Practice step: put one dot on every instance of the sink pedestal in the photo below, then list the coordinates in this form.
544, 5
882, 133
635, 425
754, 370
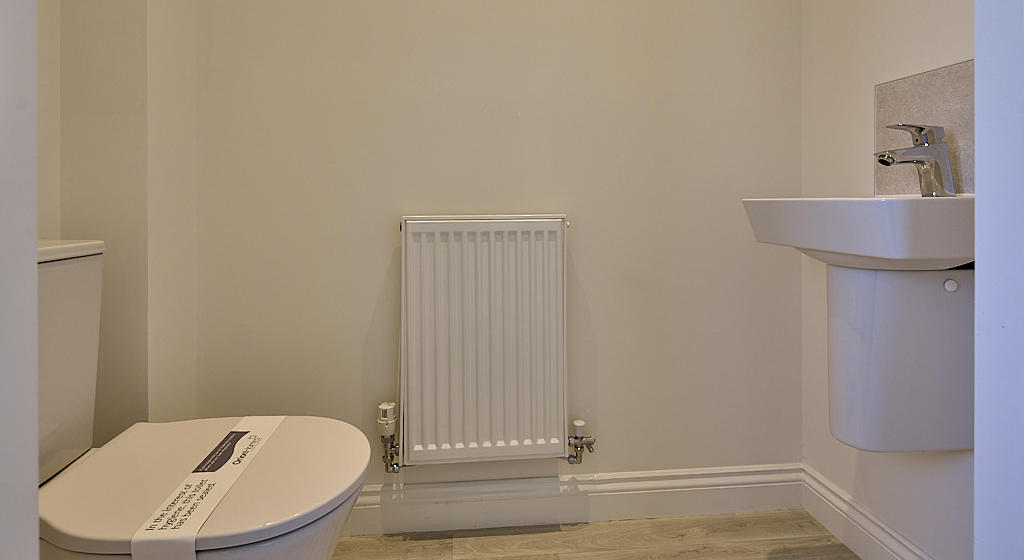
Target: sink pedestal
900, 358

########################################

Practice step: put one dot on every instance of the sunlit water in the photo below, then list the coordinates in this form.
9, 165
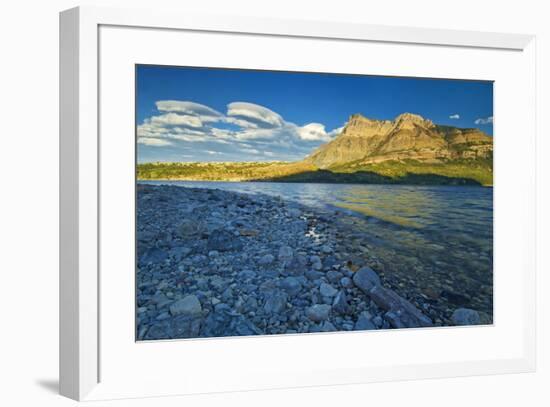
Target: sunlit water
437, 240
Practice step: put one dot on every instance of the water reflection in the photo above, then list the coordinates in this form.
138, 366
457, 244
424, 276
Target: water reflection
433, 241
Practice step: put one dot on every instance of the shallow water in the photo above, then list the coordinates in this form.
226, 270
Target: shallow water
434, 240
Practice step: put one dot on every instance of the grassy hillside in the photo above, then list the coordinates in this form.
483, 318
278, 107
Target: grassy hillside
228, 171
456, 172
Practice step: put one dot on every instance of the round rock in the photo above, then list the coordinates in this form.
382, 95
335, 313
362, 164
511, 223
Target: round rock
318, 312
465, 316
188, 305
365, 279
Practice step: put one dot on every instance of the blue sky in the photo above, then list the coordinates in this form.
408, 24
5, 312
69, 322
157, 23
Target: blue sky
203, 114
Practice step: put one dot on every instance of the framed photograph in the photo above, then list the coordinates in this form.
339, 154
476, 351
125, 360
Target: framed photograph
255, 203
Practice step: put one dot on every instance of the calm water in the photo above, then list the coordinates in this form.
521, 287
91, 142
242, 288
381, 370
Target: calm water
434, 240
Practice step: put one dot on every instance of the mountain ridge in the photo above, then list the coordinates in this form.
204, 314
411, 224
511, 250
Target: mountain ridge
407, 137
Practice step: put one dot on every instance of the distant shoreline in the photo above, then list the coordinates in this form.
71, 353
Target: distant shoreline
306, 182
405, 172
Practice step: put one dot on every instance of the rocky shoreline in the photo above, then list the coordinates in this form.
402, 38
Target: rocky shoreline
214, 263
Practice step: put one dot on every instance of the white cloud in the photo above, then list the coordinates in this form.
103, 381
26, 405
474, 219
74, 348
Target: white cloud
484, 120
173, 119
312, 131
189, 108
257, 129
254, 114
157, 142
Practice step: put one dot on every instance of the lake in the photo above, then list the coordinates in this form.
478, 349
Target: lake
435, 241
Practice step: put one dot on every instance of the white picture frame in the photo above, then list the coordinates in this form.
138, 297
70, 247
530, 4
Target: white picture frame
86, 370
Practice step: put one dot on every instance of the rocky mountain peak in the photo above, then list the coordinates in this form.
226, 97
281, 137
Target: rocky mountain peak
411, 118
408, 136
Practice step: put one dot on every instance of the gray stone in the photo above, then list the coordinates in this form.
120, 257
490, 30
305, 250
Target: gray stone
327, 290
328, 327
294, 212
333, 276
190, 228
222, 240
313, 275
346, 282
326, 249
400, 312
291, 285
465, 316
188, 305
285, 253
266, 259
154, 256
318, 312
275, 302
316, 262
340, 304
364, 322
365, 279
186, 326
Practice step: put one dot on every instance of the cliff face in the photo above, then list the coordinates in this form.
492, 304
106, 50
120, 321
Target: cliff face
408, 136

########################################

## WRITTEN TASK
Return each line in the items above that contains the word "sunlit", copying every such line in full.

## THE ANSWER
Practice step: put one dot on every instance of the sunlit water in the photo below, then list the coordinates in this form.
Target: sunlit water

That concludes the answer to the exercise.